▶

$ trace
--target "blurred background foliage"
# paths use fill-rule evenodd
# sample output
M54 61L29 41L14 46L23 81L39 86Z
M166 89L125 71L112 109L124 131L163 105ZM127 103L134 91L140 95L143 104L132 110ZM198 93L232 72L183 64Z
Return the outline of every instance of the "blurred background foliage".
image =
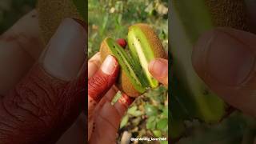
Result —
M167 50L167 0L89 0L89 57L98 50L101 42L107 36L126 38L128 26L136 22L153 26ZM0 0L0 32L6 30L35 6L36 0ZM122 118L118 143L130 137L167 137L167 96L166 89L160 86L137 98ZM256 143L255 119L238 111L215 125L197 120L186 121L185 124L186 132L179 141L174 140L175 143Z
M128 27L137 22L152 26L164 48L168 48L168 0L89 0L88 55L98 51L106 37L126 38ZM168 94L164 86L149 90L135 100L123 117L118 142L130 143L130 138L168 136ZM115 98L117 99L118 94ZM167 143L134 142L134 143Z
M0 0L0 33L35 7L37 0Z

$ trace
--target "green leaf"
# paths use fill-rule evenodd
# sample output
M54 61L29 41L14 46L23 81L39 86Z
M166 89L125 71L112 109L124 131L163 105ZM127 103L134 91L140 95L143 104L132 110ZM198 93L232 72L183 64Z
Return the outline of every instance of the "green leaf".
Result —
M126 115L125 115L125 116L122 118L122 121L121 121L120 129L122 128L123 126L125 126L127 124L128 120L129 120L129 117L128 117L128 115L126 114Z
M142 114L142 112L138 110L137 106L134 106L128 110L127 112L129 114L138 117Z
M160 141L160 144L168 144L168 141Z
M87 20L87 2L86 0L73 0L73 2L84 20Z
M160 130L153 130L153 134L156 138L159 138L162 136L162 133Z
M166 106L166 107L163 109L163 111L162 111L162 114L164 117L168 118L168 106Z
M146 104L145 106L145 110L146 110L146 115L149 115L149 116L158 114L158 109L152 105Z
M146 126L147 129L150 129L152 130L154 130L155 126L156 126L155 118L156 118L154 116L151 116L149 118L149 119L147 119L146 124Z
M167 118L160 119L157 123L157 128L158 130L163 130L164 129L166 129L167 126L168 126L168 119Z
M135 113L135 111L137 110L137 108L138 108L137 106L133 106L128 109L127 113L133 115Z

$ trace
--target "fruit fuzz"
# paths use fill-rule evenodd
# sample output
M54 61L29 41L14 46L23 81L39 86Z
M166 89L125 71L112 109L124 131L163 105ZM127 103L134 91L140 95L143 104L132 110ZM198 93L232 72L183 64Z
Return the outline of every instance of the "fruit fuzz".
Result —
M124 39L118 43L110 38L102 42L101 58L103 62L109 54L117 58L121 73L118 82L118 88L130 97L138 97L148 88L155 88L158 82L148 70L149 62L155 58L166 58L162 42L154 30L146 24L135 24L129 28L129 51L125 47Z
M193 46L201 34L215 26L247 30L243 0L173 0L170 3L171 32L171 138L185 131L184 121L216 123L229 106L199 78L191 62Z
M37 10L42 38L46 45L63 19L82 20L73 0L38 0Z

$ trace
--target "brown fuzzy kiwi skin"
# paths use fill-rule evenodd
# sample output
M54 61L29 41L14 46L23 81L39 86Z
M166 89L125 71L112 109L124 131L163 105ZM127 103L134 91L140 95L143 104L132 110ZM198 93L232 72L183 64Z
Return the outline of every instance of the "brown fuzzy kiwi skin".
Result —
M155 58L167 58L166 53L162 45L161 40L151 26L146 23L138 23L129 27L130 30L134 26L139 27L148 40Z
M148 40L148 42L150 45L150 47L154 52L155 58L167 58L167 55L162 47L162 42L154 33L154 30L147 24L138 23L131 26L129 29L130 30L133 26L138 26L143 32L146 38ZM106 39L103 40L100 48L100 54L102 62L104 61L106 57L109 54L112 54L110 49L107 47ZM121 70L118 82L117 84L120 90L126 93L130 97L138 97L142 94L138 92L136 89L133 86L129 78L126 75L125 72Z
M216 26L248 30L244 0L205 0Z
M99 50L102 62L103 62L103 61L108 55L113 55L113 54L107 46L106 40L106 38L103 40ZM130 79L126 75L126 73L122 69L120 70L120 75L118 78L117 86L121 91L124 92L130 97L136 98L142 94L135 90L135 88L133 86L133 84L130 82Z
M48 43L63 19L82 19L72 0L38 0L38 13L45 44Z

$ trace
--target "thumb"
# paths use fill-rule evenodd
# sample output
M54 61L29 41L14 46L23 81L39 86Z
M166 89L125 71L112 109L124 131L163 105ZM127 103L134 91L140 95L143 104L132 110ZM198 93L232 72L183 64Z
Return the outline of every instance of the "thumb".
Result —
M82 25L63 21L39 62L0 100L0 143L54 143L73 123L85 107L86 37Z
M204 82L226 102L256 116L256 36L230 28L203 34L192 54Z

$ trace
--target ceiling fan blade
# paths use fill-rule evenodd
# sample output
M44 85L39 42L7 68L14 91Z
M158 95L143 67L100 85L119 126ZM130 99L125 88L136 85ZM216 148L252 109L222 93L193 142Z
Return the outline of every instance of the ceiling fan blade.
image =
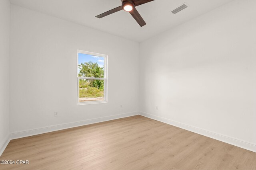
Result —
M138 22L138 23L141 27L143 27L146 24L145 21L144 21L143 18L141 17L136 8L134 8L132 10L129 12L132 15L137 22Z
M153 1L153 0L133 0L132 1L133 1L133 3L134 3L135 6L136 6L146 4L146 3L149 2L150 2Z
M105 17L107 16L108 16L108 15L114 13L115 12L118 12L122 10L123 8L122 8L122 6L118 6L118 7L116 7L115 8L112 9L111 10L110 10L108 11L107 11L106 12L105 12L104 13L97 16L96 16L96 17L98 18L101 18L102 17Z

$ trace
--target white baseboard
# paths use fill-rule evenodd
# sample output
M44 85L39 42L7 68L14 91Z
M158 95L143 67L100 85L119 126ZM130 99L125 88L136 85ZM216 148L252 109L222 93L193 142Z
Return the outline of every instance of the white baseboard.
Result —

◀

> **Instruction**:
Copy all of the records above line for line, changing nothing, and omit the pictures.

> **Expected answer**:
$ trace
--target "blurred background foliage"
# paths use fill-rule evenodd
# sample output
M54 61L29 41L14 46L23 81L39 86Z
M166 89L125 71L112 109L124 131L163 105ZM127 103L134 91L140 95L143 104L132 110ZM198 93L232 72L183 64Z
Return the outline of every instance of the "blurred background foliage".
image =
Result —
M167 50L167 0L89 0L89 57L98 50L101 42L107 36L126 38L128 26L136 22L153 26ZM0 0L0 32L6 30L35 6L36 0ZM122 118L118 143L130 137L167 137L167 96L166 89L160 86L137 98ZM256 143L255 119L238 111L215 125L197 120L186 121L185 124L186 132L179 141L174 140L175 143Z
M128 27L137 22L152 26L164 48L168 48L168 0L89 0L88 55L98 51L106 37L126 38ZM168 94L164 86L149 90L135 100L123 117L118 142L130 143L130 138L168 136ZM115 98L117 99L118 94ZM167 143L134 142L134 143Z
M0 0L0 33L35 7L37 0Z

$ trace
--target "green leaf"
# paths use fill-rule evenodd
# sample output
M54 61L29 41L14 46L23 81L39 86Z
M166 89L125 71L112 109L124 131L163 105ZM127 103L134 91L140 95L143 104L132 110ZM198 93L232 72L183 64Z
Return the outline of every instance of the "green leaf".
Result —
M126 115L125 115L125 116L122 118L122 121L121 121L120 129L122 128L123 126L125 126L127 124L128 120L129 120L129 117L128 117L128 115L126 114Z
M142 114L142 112L138 110L137 106L134 106L128 110L127 112L129 114L138 117Z
M160 141L160 144L168 144L168 141Z
M87 20L87 2L86 0L73 0L73 2L84 20Z
M160 130L153 130L153 134L156 138L159 138L162 136L162 133Z
M166 106L166 107L163 109L163 111L162 111L162 114L164 117L168 118L168 106Z
M146 104L145 106L145 110L146 110L146 115L149 115L149 116L158 114L158 109L152 105Z
M146 126L147 129L150 129L152 130L154 130L155 126L156 126L155 118L156 118L154 116L151 116L149 118L149 119L147 119L146 124Z
M167 118L160 119L157 123L157 128L158 130L163 130L164 129L166 129L167 126L168 126L168 119Z
M135 113L135 111L137 110L137 108L138 108L137 106L133 106L128 109L127 113L133 115Z

$ trace
--target "fruit fuzz"
# paths use fill-rule evenodd
# sample output
M54 61L29 41L14 46L23 81L39 86Z
M166 89L125 71L112 109L124 131L163 105ZM127 103L134 91L140 95L143 104L132 110ZM198 93L232 72L183 64Z
Return the outline of every instance of the "fruit fuzz".
Result —
M124 39L118 43L110 38L102 42L101 58L103 62L109 54L117 58L121 73L118 82L118 88L130 97L138 97L148 88L155 88L158 82L148 70L149 62L155 58L166 58L162 42L154 30L146 24L135 24L129 28L129 51L125 47Z
M193 46L201 34L215 26L247 30L243 0L173 0L170 3L171 32L171 138L185 131L184 121L216 123L229 106L199 78L191 62Z
M37 10L42 38L46 45L63 19L82 20L73 0L38 0Z

$ trace
--target "brown fuzzy kiwi skin"
# paths use fill-rule evenodd
# sample output
M54 61L29 41L14 46L23 81L39 86Z
M166 89L125 71L112 109L124 131L163 105ZM127 103L134 91L140 95L143 104L132 110ZM198 93L232 72L183 64Z
Return the outline of every instance of the "brown fuzzy kiwi skin".
Result —
M155 58L167 58L166 53L162 45L161 40L151 26L146 23L138 23L129 27L130 30L134 26L139 27L148 40Z
M148 40L148 42L150 45L150 47L154 52L155 58L167 58L167 55L162 47L162 42L154 33L154 30L147 24L138 23L131 26L129 29L130 30L133 26L138 26L143 32L146 38ZM106 39L103 40L100 48L100 54L102 62L104 61L106 57L109 54L112 54L110 49L107 47ZM121 70L118 82L117 84L120 90L126 93L130 97L138 97L142 94L138 92L136 89L133 86L129 78L126 75L125 72Z
M216 26L248 30L244 0L205 0Z
M99 50L102 62L103 62L103 61L108 55L113 55L113 54L107 46L106 40L106 38L103 40ZM130 79L126 75L126 73L122 69L120 70L120 75L118 78L117 86L121 91L124 92L130 97L136 98L142 94L135 90L135 88L133 86L133 84L130 82Z
M48 43L63 19L82 19L72 0L38 0L38 13L45 44Z

$ trace
--target "thumb"
# paths use fill-rule evenodd
# sample output
M54 61L29 41L14 46L23 81L39 86Z
M166 89L125 71L112 109L124 131L163 105ZM127 103L134 91L140 95L143 104L132 110ZM198 93L232 72L183 64Z
Return the outline of every instance of the "thumb".
Result —
M82 25L63 21L39 62L0 100L0 143L54 143L73 123L85 107L86 37Z
M204 82L226 102L256 116L256 36L230 28L203 34L192 54Z

$ trace
--target ceiling fan blade
# paths use fill-rule evenodd
# sample output
M44 85L39 42L7 68L14 91Z
M158 95L143 67L100 85L119 126ZM130 99L125 88L136 85ZM216 148L252 109L222 93L193 142Z
Return the outline of every instance of the ceiling fan blade.
image =
Result —
M138 22L138 23L141 27L143 27L146 24L145 21L144 21L143 18L141 17L136 8L134 8L132 10L129 12L132 15L137 22Z
M153 1L153 0L133 0L132 1L133 1L133 3L134 3L135 6L136 6L146 4L146 3L149 2L150 2Z
M105 17L107 16L108 16L108 15L114 13L115 12L118 12L122 10L123 8L122 8L122 6L118 6L118 7L116 7L115 8L112 9L111 10L110 10L108 11L107 11L106 12L105 12L104 13L97 16L96 16L96 17L98 18L101 18L102 17Z

$ trace
--target white baseboard
# paths use fill-rule evenodd
# sample output
M44 85L39 42L7 68L14 91Z
M158 95L143 67L100 85L119 126ZM130 99L125 88L136 85ZM216 148L252 109L222 93L193 142Z
Return the outline of every instance of the white baseboard.
Result —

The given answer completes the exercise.